▶ **REQUIRED ACTIONS**:
- 1) Copy out the passage of the Bar Italia review starting at "There are no" and ending at "sit and sip.".
- 2) According to the Bar Italia review, on which street is the bar located?
- 3) Continue the review of Bar Italia from the point where it ends.

(TEXT BLOCK begins)

I’m a bit spoilt for neighbourhood locals as the sun downs in Soho, but nothing Friday nights me like Bar Italia, a Frith Street institution. Nearly everyone I know loves a lil daylight cappuccino or pre-game vino, or post-pint panini at Bar Italia, and yet I can’t find any former reviews of the Italian stalwart online. I’m not sure if this is suspicious, or cool? Is Bar Italia an open secret? Should it not be spoken of in order to protect it? I’m suddenly worried Bar Italia is the fight club of Soho jaunts, but it’s right there on the street with two neon signs and a hoard of people nursing tumblers on the pavement.

Bar Italia is not strictly al fresco, it’s essentially a long, mirrored, stooled corridor, making it Soho’s chicest narrow way, a thin slice of Italian torta in central London. The outside tables are chequered and wind-clipped, the bar has a Time Team-looking Gaggia coffee machine, churning out the best coffee in London (to disagree with me here is to waste valuable Friday night minutes), but I come here for the red drinks.

There are no airs, no graces. Bar Italia is the opposite of a pop-up, an immovable feast, it feels so forever-ry, reaching backwards and forwards in time as you sit and sip.

I don’t know your personal predilections, but do you ever feel I like you’re going to die if you don’t get some salt and vinegar crisps? This is how I feel about red drinks. I love a Martini, dirty or dry, but the pure gin or vodka can be cruelly alcoholic, leaving me susceptible to early-onset merriment and accidentally offending present company. I like something slower, moodier, a reviver with a footnote, a sliding doors for my night. Sour drinks are nice. Bitter drinks, too. Who among us can resist a half pint and a shot? But nothing comes close to the transformative power of a red drink. A ruby red spritz is a warning shot for merriment. It’s a few spirituous lengths of an alcoholic plunge pool, with the ability to nestle your psyche into the deep shag carpet of your weekend.

(TEXT BLOCK ends)
(SUPPLIED RECORDS begins)

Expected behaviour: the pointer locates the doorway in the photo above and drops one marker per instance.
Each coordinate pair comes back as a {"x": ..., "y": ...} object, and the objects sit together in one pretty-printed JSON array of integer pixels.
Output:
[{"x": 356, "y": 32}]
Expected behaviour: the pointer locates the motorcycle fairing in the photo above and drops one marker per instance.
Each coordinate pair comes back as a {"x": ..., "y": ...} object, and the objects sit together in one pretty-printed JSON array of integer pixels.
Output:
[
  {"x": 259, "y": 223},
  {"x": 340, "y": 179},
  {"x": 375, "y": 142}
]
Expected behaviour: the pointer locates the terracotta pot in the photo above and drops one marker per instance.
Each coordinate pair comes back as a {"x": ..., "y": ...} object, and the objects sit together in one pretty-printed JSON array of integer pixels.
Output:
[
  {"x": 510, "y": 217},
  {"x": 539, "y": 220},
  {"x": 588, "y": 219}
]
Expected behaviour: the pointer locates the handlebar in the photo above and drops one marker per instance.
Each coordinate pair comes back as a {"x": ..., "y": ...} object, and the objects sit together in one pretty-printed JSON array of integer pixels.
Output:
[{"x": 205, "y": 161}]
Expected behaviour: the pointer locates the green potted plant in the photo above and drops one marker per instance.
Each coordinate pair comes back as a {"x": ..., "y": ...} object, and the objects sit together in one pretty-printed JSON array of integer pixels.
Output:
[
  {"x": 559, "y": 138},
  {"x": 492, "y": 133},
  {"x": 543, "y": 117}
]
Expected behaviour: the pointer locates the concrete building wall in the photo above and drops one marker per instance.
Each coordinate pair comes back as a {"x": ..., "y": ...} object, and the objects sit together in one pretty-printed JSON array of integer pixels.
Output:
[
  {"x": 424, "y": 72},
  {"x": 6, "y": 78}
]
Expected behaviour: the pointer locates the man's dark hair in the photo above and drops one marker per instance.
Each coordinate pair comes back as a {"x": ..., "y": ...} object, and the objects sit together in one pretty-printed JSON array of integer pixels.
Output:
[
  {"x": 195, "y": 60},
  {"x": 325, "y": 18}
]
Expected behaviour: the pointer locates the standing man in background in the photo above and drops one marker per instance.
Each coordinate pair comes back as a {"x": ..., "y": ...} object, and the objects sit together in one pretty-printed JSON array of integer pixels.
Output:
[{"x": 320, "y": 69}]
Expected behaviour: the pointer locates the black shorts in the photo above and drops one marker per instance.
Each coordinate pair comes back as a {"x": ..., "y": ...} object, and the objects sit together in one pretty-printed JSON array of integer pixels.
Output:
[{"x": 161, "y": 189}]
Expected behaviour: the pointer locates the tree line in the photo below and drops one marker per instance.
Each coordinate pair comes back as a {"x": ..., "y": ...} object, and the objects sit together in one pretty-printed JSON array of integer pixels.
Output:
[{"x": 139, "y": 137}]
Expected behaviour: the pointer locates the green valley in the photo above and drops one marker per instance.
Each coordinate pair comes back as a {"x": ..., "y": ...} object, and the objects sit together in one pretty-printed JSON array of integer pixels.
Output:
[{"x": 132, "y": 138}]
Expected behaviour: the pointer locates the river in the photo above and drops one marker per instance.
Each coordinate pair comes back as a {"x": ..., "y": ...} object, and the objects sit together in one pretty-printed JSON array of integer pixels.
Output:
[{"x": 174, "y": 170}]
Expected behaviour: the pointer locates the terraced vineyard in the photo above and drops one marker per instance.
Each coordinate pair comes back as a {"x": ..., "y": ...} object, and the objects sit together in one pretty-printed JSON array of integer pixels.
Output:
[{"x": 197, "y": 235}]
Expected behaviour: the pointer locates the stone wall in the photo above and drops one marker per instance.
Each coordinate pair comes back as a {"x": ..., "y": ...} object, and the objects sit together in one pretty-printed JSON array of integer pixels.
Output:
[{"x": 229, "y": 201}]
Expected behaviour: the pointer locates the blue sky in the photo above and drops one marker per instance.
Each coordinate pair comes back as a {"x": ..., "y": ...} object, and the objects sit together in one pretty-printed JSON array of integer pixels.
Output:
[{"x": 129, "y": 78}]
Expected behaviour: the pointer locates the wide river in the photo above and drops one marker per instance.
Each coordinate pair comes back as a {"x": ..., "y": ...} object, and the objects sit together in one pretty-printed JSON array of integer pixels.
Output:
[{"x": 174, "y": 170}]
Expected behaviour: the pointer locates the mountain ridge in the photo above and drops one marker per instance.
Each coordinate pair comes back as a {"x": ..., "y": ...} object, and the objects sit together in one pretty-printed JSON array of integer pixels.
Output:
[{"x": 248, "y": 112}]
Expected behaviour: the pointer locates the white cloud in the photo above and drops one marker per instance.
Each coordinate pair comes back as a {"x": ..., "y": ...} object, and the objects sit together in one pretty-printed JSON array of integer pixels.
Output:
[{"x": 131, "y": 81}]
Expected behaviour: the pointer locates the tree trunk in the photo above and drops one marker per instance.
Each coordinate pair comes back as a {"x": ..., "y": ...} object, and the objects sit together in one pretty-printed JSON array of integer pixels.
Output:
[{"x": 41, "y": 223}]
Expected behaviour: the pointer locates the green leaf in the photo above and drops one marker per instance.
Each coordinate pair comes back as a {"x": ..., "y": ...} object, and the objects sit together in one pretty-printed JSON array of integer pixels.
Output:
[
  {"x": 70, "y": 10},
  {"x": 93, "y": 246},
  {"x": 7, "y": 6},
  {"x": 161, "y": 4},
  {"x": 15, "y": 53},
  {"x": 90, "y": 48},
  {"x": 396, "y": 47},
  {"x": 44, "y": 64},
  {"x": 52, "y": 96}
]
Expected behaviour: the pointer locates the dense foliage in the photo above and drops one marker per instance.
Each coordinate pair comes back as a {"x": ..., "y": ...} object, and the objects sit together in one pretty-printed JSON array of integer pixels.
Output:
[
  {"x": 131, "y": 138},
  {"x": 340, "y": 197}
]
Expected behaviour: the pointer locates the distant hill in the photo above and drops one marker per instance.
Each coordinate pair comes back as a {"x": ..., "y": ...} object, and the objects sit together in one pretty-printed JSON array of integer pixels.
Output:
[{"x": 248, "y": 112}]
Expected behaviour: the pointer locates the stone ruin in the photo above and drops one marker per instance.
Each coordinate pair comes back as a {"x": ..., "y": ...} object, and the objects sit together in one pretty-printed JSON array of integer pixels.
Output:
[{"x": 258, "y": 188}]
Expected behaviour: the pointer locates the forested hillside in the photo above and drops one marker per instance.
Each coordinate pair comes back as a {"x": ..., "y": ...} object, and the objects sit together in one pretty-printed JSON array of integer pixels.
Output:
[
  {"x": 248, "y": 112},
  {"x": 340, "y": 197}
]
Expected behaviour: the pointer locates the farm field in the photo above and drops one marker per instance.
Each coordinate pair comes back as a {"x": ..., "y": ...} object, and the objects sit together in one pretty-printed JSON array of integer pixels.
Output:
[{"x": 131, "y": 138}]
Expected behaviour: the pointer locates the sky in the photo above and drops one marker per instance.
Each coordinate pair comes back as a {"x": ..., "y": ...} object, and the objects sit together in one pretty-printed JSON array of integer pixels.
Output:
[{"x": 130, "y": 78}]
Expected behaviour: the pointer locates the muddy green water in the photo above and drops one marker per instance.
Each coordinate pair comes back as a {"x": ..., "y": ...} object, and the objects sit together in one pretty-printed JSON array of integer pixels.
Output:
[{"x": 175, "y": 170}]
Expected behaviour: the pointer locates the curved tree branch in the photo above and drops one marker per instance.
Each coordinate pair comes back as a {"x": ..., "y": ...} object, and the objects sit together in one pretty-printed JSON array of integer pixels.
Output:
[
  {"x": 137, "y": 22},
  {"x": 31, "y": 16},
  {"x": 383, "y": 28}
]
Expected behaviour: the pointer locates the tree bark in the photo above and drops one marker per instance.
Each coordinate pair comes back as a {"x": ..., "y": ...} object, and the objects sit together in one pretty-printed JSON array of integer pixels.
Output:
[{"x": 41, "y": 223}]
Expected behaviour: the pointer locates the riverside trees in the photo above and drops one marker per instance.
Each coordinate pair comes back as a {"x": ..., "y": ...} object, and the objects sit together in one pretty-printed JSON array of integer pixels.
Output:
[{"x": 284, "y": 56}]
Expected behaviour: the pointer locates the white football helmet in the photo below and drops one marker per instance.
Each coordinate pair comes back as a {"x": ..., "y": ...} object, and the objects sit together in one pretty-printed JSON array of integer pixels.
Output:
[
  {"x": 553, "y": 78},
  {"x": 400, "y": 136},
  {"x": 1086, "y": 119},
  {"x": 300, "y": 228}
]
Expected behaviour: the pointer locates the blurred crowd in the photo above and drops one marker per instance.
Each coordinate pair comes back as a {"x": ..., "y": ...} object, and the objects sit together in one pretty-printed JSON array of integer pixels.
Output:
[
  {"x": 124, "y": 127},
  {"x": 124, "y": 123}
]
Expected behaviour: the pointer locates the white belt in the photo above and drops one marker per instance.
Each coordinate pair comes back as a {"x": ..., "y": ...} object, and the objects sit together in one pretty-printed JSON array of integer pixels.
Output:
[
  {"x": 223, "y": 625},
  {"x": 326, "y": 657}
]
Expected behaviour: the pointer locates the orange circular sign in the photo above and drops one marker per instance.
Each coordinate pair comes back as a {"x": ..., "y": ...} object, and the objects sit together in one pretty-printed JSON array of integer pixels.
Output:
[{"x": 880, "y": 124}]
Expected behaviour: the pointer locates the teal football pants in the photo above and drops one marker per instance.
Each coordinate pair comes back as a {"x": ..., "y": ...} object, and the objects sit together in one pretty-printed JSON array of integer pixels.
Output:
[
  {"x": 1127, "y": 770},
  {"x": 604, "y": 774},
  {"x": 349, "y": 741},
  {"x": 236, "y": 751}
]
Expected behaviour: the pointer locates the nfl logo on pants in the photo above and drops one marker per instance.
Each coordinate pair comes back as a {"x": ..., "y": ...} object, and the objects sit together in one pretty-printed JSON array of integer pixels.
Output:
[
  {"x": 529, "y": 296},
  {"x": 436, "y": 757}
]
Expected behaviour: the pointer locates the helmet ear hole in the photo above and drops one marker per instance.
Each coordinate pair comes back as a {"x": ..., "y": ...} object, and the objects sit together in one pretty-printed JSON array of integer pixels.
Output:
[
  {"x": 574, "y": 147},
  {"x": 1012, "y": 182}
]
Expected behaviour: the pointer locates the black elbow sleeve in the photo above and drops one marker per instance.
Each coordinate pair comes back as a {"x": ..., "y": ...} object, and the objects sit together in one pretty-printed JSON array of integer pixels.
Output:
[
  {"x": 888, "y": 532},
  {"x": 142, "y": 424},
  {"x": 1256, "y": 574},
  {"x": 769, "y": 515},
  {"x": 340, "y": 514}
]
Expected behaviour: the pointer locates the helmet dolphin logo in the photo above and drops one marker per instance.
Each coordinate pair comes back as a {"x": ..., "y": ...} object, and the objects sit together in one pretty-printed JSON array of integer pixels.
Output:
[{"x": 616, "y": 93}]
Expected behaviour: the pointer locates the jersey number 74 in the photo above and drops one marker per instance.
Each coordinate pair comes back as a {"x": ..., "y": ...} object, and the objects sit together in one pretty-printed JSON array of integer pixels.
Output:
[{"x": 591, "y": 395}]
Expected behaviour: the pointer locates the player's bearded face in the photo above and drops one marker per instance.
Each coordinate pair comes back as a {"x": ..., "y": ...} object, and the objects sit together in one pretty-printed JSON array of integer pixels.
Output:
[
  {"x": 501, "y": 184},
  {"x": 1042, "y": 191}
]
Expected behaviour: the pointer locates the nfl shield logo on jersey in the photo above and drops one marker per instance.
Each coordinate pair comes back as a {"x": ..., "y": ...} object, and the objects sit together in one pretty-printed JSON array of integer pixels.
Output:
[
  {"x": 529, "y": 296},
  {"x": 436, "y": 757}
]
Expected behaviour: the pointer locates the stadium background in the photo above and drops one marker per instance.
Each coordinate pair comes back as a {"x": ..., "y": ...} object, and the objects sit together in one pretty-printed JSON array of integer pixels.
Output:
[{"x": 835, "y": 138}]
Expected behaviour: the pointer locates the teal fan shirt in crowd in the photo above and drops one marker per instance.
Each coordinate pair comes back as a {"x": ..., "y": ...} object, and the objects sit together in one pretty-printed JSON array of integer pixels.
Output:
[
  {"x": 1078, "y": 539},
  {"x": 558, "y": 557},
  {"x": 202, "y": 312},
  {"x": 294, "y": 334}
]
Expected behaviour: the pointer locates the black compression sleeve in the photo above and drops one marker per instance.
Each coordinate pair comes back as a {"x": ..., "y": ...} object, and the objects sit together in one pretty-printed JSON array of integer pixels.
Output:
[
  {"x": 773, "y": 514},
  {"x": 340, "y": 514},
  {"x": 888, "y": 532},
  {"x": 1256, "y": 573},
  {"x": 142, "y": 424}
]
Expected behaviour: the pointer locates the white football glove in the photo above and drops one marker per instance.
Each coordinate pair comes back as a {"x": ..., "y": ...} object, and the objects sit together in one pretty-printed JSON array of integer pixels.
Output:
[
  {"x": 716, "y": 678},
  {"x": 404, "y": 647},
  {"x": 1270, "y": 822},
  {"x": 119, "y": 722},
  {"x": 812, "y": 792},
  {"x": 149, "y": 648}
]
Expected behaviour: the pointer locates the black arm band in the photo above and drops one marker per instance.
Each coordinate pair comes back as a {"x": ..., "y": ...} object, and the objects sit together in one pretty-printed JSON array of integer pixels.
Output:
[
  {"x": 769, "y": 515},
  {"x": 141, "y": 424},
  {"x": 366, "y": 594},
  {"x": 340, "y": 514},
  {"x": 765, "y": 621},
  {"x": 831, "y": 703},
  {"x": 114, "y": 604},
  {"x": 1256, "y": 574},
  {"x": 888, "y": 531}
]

(SUPPLIED RECORDS ends)

▶ **ANSWERS**:
- 1)
There are no airs, no graces. Bar Italia is the opposite of a pop-up, an immovable feast, it feels so forever-ry, reaching backwards and forwards in time as you sit and sip.

- 2) Frith Street, in Soho.

- 3)
Aperol has infiltrated popular consciousness, a pandemic of sickly sweetness, which is fine if you’re a touch older and trying to get your groove back. By all means order a Negroni sbagliato with prosecco if you enjoyed it on Tik Tok. I’m still a devout follower of the father, the son, and the holy spritz, and Bar Italia will do me one with ruby-red Campari (without serving it in that giant Milanese Instagram goblet). Italia has a cicchetti menu, too, but you needn’t stray too far from olives (olives are obligatory with red drinks, I don’t make the rules).

In London, it’s easy to find bars as overworked as you are this week. Another mixologist in a waistcoat that spends 20 minutes doing you a gin and tonic with ‘smashed cukes.’ I don’t mind pomp, I don’t mind ceremony, but Friday nights are about ease. Bar Italia is not not a bit rundown, a bit hardy, a bit lived in. It’s decorated with Italian memorabilia and flags, a ceiling of miniature Pantones appears at Christmas, but it’s just so un-bougie, un-modernised, a relic that feels reliable rather than raggedy.

Having opened on Frith in 1949, you can draw clear lines to that postwar make-do-and-mend resolve, of building things to last and taking care of them. There are no airs, no graces, no overbearing, overly polite staff. It’s the opposite of a pop-up, an immovable feast, it feels so forever-ry, reaching backwards and forwards in time as you sit and sip.

It’s unpretentious, un-Michelin, more moody than foodie. This is exactly the kind of authenticity brands are trying to cook up in focus groups. And this is where you need to start your weekend, before your hope flares and then goes out like a match. Remember the power of booze and bar snacks and optimise your Friday night: catch yourself red-handed at Bar Italia.